Records provided ▸
____________

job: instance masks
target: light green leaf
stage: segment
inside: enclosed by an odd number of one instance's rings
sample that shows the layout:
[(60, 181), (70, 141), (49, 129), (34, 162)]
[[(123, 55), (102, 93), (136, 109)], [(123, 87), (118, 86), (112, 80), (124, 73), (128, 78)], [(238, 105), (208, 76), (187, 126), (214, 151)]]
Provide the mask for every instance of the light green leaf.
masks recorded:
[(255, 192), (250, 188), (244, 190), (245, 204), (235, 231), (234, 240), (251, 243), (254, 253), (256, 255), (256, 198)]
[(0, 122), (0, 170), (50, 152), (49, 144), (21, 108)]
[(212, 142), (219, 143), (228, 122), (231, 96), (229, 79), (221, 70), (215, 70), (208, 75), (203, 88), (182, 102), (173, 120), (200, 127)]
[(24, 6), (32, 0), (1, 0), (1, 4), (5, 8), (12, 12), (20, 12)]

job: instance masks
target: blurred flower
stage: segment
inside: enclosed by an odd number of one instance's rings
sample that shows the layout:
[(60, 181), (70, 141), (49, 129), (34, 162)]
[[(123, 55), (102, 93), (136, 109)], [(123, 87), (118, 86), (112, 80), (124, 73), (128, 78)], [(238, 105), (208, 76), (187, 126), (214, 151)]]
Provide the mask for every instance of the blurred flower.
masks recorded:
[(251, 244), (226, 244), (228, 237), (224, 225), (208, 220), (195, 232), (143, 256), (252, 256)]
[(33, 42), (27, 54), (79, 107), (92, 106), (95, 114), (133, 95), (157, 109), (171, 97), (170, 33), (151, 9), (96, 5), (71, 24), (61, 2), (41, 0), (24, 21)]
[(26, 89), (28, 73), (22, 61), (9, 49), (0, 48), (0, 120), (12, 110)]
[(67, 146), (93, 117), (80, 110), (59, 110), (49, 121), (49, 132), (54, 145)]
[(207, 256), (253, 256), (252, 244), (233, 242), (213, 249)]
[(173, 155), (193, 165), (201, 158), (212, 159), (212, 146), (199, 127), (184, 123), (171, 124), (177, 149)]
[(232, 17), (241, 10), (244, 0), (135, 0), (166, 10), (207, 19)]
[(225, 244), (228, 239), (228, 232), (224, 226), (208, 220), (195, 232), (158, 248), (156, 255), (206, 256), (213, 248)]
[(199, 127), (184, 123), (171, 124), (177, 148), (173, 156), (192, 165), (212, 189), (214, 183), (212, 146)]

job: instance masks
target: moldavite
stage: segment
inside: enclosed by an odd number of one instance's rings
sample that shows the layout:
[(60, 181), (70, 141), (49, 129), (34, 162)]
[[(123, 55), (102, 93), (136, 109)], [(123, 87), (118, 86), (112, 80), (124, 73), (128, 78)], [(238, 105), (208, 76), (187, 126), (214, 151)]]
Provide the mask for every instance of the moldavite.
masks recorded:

____________

The exercise ▸ Write out all the rows again, changing "segment" to "outline" everywhere and leaving the rest as it is.

Exercise result ▸
job: instance masks
target: light green leaf
stage: outline
inside: enclosed by an odd number of one instance's rings
sample that shows the layout:
[(60, 181), (70, 141), (49, 129), (34, 162)]
[[(123, 55), (102, 93), (136, 109)], [(123, 87), (118, 86), (112, 80), (124, 73), (128, 78)], [(238, 105), (208, 76), (187, 126), (214, 151)]]
Provide the mask for every instance of the light green leaf.
masks recorded:
[(255, 192), (250, 188), (244, 190), (245, 204), (235, 231), (234, 240), (251, 243), (254, 253), (256, 255), (256, 198)]
[(0, 122), (0, 170), (50, 152), (49, 144), (21, 108)]
[(212, 142), (219, 143), (228, 122), (231, 96), (229, 79), (221, 70), (215, 70), (208, 75), (203, 88), (182, 102), (173, 120), (200, 127)]
[(24, 6), (32, 0), (1, 0), (1, 4), (5, 8), (12, 12), (20, 12)]

job: instance masks
target: blurred flower
stage: outline
inside: enclosed by an odd number of one instance's rings
sample that shows the layout:
[(60, 181), (70, 141), (49, 129), (34, 162)]
[[(123, 55), (102, 93), (136, 109)], [(123, 87), (118, 86), (112, 80), (124, 73), (128, 78)], [(238, 105), (208, 76), (187, 126), (214, 151)]]
Provide the mask for every instance of the blurred flower.
masks recorded:
[(251, 244), (226, 244), (228, 237), (224, 225), (208, 220), (195, 232), (143, 256), (252, 256)]
[(33, 42), (27, 54), (79, 107), (92, 106), (95, 114), (133, 95), (157, 109), (171, 97), (170, 33), (151, 9), (96, 5), (71, 24), (61, 2), (41, 0), (24, 21)]
[(26, 89), (28, 73), (22, 61), (9, 49), (0, 48), (0, 120), (12, 110)]
[(67, 146), (93, 117), (80, 110), (59, 110), (49, 121), (49, 132), (54, 145)]
[(207, 256), (253, 256), (252, 244), (233, 242), (213, 249)]
[(173, 155), (193, 165), (201, 158), (212, 159), (212, 146), (199, 127), (184, 123), (171, 124), (177, 149)]
[(232, 17), (241, 10), (244, 0), (135, 0), (166, 10), (207, 19)]
[(225, 244), (228, 239), (228, 232), (224, 226), (208, 220), (195, 232), (158, 248), (156, 255), (206, 256), (213, 248)]
[(199, 127), (184, 123), (171, 124), (177, 148), (173, 156), (192, 165), (212, 189), (214, 183), (212, 146)]

job: instance masks
target: moldavite
stage: outline
inside: enclosed by an odd number of one instance's rings
sample that shows the layout:
[(60, 181), (70, 141), (49, 129), (34, 162)]
[[(123, 55), (102, 93), (136, 109)], [(123, 87), (118, 86), (112, 80), (124, 73), (128, 78)], [(238, 105), (208, 76), (187, 126), (214, 151)]]
Provide the mask for every instance of the moldavite.
masks recorded:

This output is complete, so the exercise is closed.